Almost $2 Billion in Welfare Waste Weeded Out

Lottery winners on welfare, millionaires on food stamps and supervisors that turn a blind eye to fraud; these are the stories that drive Pennsylvanians crazy. But the Department of Public Welfare (DPW) has good news. Thanks to efforts preventing abuse, the department has saved almost $2 billion since 2011.

That’s billions of dollars that will go to the truly needy instead of those “working the system.” Savings include:

  • $338 million from partnering with the Office of Inspector General:
    • $233.7 million in “cost avoidance,” or the cost of fraud for six months. The administration assumes all 75,698 cases deemed high-risk since January 2011 would have resulted in some type of fraud.
    • $97.5 million from actual overpayment recoveries,
    • and $6.7 million from program disqualifications after 3,879 fraud actions, 2,944 of which were criminal complaints, according to DPW.

_____

Resume the article on Pennsylvania's welfare savings, continuing it after its last line.

▶ Data

_____

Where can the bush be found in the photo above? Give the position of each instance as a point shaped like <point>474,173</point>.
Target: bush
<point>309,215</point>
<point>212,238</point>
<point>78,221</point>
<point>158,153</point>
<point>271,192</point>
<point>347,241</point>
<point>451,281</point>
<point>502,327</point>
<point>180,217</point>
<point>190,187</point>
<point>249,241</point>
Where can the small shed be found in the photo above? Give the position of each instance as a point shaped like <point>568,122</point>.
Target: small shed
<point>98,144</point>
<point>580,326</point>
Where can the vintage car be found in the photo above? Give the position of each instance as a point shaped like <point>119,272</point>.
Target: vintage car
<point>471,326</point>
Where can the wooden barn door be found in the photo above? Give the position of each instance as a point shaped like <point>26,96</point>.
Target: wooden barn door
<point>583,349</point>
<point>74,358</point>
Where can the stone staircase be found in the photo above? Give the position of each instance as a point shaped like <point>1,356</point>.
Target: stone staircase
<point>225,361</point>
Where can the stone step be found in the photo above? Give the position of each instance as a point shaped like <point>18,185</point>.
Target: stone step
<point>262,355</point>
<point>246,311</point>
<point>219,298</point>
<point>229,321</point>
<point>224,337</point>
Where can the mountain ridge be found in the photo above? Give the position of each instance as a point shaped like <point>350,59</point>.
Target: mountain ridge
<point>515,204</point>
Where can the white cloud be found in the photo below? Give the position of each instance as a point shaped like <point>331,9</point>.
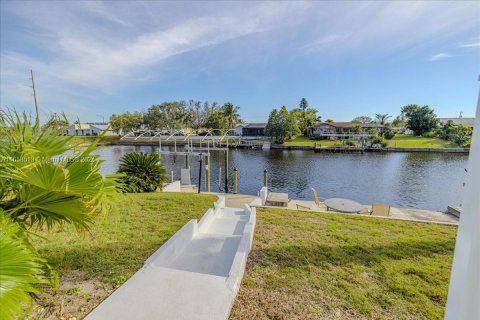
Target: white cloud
<point>82,50</point>
<point>470,45</point>
<point>439,56</point>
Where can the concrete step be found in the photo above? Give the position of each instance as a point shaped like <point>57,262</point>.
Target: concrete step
<point>209,254</point>
<point>162,293</point>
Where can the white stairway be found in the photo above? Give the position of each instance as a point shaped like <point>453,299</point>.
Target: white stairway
<point>194,275</point>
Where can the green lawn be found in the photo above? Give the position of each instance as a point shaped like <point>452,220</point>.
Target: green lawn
<point>92,265</point>
<point>403,141</point>
<point>326,266</point>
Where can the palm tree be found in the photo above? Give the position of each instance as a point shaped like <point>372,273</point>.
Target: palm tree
<point>382,118</point>
<point>230,114</point>
<point>41,187</point>
<point>142,172</point>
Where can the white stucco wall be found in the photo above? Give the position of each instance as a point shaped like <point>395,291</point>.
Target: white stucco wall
<point>464,292</point>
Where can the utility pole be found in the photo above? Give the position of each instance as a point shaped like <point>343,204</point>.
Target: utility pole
<point>35,99</point>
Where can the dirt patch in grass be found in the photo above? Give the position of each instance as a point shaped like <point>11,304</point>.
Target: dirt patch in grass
<point>74,299</point>
<point>307,265</point>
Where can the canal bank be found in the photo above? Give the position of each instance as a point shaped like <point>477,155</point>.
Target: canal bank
<point>431,181</point>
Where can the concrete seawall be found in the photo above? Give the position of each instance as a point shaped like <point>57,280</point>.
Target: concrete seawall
<point>327,149</point>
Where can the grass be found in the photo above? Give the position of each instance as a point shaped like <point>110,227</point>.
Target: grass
<point>92,265</point>
<point>404,141</point>
<point>116,248</point>
<point>325,266</point>
<point>399,141</point>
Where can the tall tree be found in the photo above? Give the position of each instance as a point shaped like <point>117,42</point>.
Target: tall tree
<point>167,115</point>
<point>126,122</point>
<point>382,118</point>
<point>41,188</point>
<point>307,117</point>
<point>281,125</point>
<point>420,119</point>
<point>303,105</point>
<point>231,115</point>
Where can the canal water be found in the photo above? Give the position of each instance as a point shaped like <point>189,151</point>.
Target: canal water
<point>416,180</point>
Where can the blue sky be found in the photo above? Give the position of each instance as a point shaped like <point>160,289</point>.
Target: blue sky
<point>92,59</point>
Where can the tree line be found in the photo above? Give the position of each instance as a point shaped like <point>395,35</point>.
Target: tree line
<point>179,115</point>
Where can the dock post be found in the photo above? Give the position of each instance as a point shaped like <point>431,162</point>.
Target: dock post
<point>226,170</point>
<point>207,173</point>
<point>235,180</point>
<point>200,173</point>
<point>265,176</point>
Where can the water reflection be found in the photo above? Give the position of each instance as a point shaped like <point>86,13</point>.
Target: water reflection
<point>429,181</point>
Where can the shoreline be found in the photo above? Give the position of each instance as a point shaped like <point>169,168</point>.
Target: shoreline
<point>312,148</point>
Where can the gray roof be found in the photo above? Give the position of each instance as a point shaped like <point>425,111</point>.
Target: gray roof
<point>255,125</point>
<point>102,127</point>
<point>459,121</point>
<point>351,124</point>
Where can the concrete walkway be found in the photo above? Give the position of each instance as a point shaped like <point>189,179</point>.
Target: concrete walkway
<point>409,214</point>
<point>194,275</point>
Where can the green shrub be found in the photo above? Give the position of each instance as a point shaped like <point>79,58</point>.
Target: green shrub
<point>459,139</point>
<point>142,172</point>
<point>430,134</point>
<point>379,140</point>
<point>351,143</point>
<point>389,134</point>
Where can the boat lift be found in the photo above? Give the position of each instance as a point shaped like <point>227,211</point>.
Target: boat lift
<point>200,146</point>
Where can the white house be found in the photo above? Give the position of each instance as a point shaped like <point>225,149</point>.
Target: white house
<point>88,129</point>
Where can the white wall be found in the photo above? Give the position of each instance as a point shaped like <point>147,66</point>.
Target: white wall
<point>464,292</point>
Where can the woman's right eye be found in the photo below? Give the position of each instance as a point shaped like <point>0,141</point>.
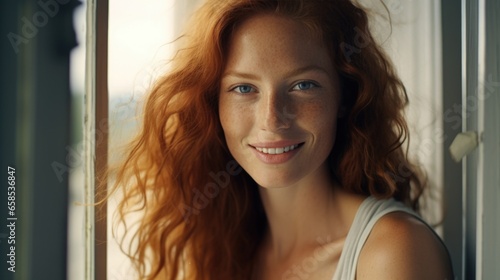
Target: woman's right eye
<point>243,89</point>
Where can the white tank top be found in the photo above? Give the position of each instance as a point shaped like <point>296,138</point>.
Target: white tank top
<point>369,212</point>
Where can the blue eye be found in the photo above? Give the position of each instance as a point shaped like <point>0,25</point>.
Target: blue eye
<point>304,85</point>
<point>243,89</point>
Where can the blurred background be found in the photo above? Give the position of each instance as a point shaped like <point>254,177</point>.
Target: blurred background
<point>446,52</point>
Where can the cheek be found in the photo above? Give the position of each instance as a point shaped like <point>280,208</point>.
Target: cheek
<point>232,119</point>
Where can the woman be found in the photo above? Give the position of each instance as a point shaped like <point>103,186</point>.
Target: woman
<point>274,150</point>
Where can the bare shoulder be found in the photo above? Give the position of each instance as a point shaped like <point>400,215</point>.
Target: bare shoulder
<point>402,247</point>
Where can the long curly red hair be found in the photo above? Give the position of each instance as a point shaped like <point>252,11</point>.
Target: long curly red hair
<point>202,217</point>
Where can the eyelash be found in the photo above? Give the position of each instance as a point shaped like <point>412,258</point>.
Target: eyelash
<point>252,89</point>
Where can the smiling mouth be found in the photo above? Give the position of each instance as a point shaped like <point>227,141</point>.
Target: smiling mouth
<point>277,151</point>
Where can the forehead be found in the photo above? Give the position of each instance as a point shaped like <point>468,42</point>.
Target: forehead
<point>267,38</point>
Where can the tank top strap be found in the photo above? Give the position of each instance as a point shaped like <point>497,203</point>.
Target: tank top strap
<point>369,212</point>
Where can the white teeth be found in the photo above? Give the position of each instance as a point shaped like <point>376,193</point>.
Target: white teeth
<point>276,151</point>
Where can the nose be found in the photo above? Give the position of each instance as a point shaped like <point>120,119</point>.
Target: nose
<point>275,111</point>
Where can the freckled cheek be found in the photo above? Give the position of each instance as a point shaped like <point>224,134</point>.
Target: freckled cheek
<point>234,121</point>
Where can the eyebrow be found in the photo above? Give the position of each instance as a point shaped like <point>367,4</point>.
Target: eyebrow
<point>292,73</point>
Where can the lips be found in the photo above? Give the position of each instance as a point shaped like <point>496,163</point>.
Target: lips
<point>277,151</point>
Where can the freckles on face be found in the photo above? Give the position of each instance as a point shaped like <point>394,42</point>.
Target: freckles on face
<point>278,101</point>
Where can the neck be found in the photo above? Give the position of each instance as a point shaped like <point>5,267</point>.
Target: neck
<point>304,215</point>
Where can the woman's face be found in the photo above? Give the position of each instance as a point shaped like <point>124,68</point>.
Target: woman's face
<point>279,98</point>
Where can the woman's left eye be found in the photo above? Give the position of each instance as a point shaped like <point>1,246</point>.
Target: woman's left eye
<point>305,85</point>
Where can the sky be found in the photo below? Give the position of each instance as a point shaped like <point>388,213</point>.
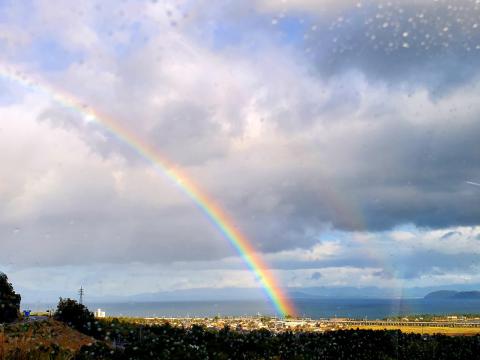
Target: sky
<point>341,137</point>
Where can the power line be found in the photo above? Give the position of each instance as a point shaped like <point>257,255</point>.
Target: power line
<point>81,292</point>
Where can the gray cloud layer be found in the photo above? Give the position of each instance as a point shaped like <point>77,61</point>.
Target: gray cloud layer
<point>363,123</point>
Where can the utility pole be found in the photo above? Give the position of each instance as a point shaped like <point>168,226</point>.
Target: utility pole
<point>81,292</point>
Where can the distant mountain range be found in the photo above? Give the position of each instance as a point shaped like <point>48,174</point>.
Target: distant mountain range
<point>454,295</point>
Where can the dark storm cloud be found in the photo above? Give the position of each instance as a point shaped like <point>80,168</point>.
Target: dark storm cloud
<point>435,44</point>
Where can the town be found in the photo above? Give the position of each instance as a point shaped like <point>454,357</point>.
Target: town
<point>278,325</point>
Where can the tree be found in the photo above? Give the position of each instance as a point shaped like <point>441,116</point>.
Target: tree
<point>9,301</point>
<point>75,315</point>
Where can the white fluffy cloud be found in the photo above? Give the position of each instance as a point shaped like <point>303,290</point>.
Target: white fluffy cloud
<point>292,154</point>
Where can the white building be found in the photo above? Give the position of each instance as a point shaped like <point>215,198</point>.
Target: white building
<point>99,313</point>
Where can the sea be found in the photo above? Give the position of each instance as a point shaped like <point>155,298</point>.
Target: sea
<point>307,308</point>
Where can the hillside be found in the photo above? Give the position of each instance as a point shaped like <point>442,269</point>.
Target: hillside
<point>40,338</point>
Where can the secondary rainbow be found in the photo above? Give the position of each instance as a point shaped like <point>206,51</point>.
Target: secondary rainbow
<point>214,213</point>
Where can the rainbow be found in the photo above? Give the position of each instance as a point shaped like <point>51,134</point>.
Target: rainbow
<point>283,305</point>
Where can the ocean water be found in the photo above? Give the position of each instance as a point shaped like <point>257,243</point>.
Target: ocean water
<point>311,308</point>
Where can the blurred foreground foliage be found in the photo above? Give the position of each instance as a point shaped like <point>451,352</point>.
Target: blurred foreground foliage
<point>9,301</point>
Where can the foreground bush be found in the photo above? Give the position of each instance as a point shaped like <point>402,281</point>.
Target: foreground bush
<point>122,340</point>
<point>75,315</point>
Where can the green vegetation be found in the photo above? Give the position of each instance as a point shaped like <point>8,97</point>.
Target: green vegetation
<point>9,301</point>
<point>133,341</point>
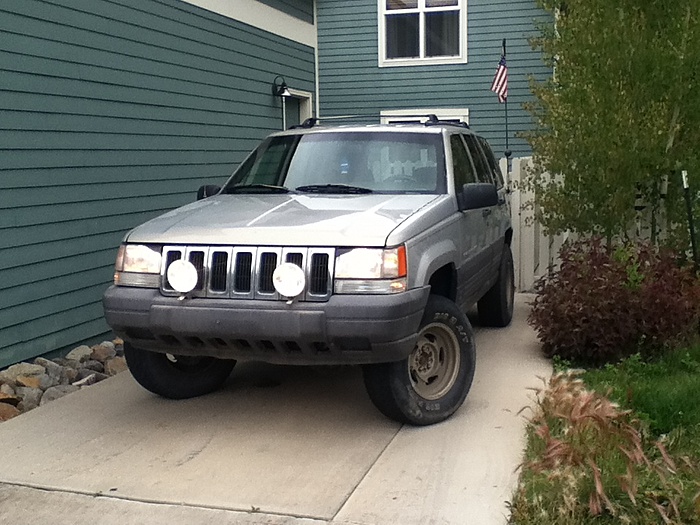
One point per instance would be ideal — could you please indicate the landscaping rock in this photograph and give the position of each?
(93, 365)
(81, 353)
(28, 381)
(9, 399)
(68, 375)
(7, 411)
(71, 363)
(52, 369)
(30, 398)
(86, 372)
(20, 369)
(56, 392)
(90, 380)
(116, 365)
(103, 352)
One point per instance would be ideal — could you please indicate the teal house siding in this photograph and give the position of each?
(351, 81)
(112, 112)
(301, 9)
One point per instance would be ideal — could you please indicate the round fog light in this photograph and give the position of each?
(182, 276)
(288, 279)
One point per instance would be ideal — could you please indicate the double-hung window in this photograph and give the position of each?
(415, 32)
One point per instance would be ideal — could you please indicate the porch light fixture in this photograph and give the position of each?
(280, 89)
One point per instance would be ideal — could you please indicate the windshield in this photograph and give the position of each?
(344, 162)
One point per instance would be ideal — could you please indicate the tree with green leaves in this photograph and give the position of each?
(620, 113)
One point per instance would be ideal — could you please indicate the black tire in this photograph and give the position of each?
(177, 377)
(432, 383)
(496, 307)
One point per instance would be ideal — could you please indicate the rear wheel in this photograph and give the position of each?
(432, 383)
(496, 307)
(174, 376)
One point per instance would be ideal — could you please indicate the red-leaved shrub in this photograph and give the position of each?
(605, 303)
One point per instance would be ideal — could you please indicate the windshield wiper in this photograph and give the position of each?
(257, 188)
(333, 188)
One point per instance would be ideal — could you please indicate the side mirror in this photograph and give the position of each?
(207, 191)
(477, 195)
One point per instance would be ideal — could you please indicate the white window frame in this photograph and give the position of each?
(306, 105)
(422, 60)
(420, 115)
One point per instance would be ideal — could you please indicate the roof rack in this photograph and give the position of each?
(432, 120)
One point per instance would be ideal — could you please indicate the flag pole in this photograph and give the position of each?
(507, 152)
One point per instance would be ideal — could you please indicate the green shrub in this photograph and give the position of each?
(605, 303)
(588, 463)
(664, 393)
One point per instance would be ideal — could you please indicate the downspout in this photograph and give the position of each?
(316, 73)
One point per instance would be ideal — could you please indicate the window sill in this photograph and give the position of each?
(437, 61)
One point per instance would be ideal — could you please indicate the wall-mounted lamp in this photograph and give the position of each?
(280, 89)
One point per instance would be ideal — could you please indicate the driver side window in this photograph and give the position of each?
(461, 163)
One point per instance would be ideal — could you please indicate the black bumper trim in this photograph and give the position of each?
(348, 329)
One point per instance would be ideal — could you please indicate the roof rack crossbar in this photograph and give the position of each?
(432, 120)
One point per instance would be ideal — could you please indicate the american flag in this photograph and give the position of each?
(500, 81)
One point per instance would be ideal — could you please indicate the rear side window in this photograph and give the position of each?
(491, 161)
(461, 164)
(483, 171)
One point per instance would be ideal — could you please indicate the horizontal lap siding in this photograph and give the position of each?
(112, 112)
(301, 9)
(351, 81)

_____

▶ Expected answer
  • $476 million through DPW’s integrity efforts, including:
    • $10.9 million from reviewing out-of-state Electronic Benefit Transfer card use,
    • $6.9 million from cross-checking federal and state income and benefit information,
    • plus casualty, health insurance and estate audit recoveries.
  • $1.1 billion from cost avoidance, or stopping fraud before it begins via recipient restrictions programs, reviewing managed care organizations and making sure Medicaid is the payer of last resort.

DPW Budget Director David Spishock noted, “We will try to save dollars up front to save the money before it goes out the door instead of going back and paying and chasing the money later on.”

The transition from pay and chase to upfront detection is a welcome development. In addition, legislation sponsored by Rep. C. Adam Harris to restrict welfare for lottery winners passed the state house. And forthcoming legislation by Senators Argall and Scarnati to increase fraud penalties, address lottery winners, cut down on EBT card fraud and adjust the food stamp (SNAP) asset test would add deterrents for those out to game the system.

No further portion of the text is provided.